State how many lines in the entries below hold the string "rifle", and give nothing besides that number.

━━ Entries shown

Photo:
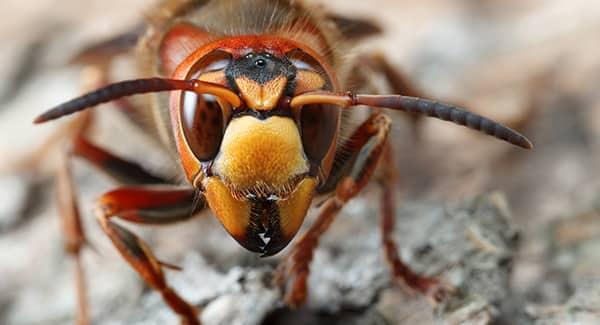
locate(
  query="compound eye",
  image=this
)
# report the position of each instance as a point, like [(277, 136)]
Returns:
[(319, 124), (202, 122)]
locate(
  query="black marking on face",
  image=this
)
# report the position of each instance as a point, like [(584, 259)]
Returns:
[(262, 68), (265, 229)]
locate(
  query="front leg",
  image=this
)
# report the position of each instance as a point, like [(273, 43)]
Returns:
[(400, 271), (366, 147), (149, 205)]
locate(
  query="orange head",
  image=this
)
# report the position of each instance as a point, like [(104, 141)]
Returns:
[(258, 164)]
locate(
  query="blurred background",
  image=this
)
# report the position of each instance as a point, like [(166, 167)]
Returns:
[(531, 64)]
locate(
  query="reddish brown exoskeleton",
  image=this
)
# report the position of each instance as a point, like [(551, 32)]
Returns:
[(258, 91)]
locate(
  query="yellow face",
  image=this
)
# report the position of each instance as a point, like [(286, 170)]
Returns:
[(261, 188), (262, 162)]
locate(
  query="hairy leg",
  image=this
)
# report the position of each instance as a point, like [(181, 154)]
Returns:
[(367, 144)]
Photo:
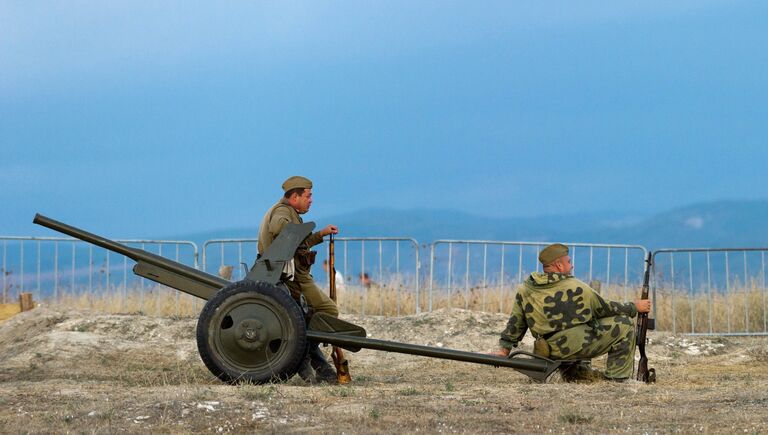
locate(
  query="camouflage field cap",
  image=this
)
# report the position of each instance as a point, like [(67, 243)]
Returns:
[(296, 182), (552, 253)]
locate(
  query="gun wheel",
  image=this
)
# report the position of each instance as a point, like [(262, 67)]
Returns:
[(252, 332)]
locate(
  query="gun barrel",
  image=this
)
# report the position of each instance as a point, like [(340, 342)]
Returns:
[(86, 236), (154, 267), (531, 365)]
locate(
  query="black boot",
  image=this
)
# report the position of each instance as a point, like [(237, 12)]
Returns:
[(324, 372), (305, 371)]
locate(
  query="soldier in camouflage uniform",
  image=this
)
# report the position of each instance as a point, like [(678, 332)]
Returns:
[(570, 320), (297, 199)]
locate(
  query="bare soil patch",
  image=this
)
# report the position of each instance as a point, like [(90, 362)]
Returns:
[(80, 371)]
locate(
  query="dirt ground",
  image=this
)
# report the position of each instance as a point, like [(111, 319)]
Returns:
[(79, 371)]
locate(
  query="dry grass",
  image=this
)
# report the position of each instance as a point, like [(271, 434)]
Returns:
[(80, 371), (744, 309)]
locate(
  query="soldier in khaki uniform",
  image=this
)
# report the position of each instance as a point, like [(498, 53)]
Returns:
[(569, 320), (297, 199)]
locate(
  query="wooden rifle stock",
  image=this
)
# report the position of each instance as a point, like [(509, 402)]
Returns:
[(337, 354), (645, 374)]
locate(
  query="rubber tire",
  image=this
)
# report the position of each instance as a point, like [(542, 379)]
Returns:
[(293, 348)]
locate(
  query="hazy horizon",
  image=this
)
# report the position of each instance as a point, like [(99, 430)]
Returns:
[(178, 117)]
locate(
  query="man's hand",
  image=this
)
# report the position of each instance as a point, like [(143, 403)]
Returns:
[(643, 305), (330, 229), (501, 352)]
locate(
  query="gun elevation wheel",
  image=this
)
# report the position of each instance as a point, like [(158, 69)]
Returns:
[(252, 331)]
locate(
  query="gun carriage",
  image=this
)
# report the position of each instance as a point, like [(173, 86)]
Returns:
[(253, 330)]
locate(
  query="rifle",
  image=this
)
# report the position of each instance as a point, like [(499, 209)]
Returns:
[(341, 363), (643, 325)]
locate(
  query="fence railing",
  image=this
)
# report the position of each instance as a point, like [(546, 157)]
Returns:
[(50, 267), (385, 270), (696, 291), (711, 291), (480, 274)]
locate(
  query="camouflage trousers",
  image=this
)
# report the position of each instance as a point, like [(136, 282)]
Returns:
[(612, 335)]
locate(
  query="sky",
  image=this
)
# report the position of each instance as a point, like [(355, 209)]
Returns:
[(140, 119)]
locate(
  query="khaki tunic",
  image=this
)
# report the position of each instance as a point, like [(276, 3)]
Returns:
[(273, 222), (576, 322)]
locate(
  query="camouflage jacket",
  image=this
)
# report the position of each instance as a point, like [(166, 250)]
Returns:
[(274, 221), (552, 302)]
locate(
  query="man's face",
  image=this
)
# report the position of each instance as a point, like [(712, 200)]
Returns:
[(566, 265), (301, 203)]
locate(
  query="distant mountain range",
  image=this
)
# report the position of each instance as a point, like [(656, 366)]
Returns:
[(708, 224)]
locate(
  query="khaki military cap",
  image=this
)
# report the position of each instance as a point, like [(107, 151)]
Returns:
[(297, 182), (552, 253)]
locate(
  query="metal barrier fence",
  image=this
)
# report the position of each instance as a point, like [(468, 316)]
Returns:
[(695, 291), (50, 267), (384, 268), (711, 291), (500, 266)]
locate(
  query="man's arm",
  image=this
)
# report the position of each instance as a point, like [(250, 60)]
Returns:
[(602, 308), (317, 237), (515, 330)]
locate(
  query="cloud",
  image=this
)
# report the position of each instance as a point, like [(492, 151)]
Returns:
[(695, 222)]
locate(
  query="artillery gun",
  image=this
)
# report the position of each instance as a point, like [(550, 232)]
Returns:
[(253, 330)]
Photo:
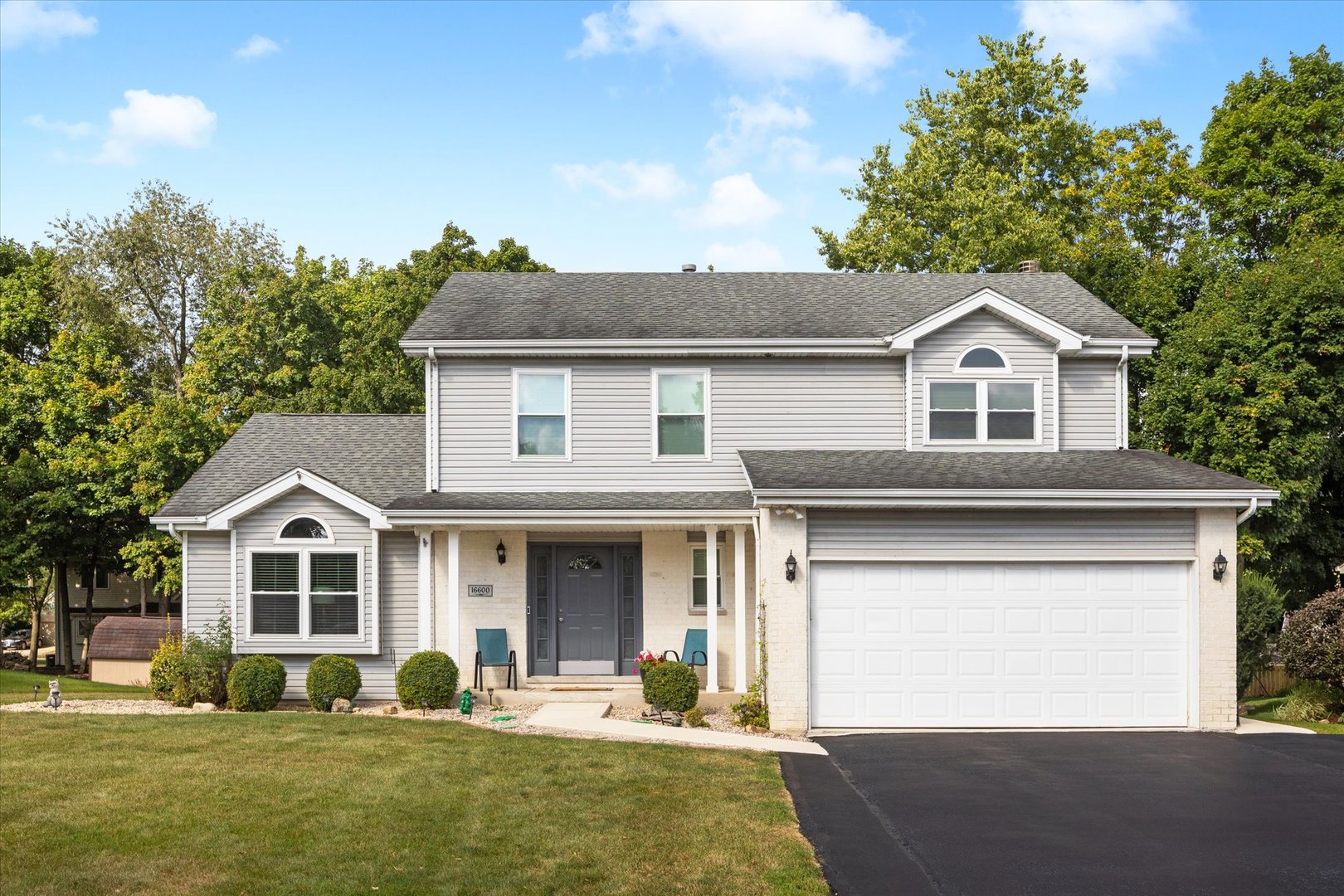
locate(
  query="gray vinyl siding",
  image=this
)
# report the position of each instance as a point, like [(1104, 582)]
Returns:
[(208, 587), (1001, 535), (1088, 405), (774, 403), (1030, 356)]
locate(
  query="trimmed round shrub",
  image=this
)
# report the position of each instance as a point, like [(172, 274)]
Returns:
[(429, 676), (256, 684), (671, 685), (331, 677), (1312, 642)]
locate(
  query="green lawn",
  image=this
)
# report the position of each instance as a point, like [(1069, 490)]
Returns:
[(309, 804), (17, 687), (1264, 709)]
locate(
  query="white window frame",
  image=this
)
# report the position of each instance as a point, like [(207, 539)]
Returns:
[(569, 416), (981, 409), (305, 596), (329, 539), (984, 371), (655, 373), (691, 578)]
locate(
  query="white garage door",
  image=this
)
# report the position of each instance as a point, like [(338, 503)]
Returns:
[(923, 645)]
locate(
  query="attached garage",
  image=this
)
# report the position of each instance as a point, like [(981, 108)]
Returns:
[(1001, 620), (971, 645)]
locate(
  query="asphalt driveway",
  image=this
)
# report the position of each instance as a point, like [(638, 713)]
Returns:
[(1074, 813)]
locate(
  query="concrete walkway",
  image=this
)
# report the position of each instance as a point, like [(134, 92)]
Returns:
[(1261, 727), (592, 718)]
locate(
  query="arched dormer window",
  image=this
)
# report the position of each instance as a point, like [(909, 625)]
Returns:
[(305, 529), (983, 358)]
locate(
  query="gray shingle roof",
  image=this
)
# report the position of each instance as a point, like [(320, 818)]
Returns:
[(990, 470), (378, 457), (541, 306), (635, 501)]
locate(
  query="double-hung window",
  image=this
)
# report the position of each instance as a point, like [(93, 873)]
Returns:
[(983, 410), (680, 411), (699, 578), (542, 414)]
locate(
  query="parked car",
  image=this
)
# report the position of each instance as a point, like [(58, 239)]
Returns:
[(17, 640)]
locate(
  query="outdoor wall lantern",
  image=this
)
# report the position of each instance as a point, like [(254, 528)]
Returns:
[(1220, 567)]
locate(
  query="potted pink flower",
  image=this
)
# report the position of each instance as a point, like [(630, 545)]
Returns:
[(644, 661)]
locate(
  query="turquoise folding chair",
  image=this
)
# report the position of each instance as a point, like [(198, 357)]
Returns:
[(696, 645), (492, 650)]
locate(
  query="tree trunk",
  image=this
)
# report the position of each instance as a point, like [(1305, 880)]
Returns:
[(63, 616), (88, 626)]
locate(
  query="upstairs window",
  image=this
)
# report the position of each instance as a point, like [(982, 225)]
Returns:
[(680, 414), (983, 410), (541, 414), (983, 358)]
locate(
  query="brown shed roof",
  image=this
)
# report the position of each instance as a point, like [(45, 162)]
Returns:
[(129, 637)]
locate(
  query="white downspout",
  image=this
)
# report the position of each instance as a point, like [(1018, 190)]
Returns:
[(1122, 399), (1249, 512)]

━━━━

- **Response to the task**
2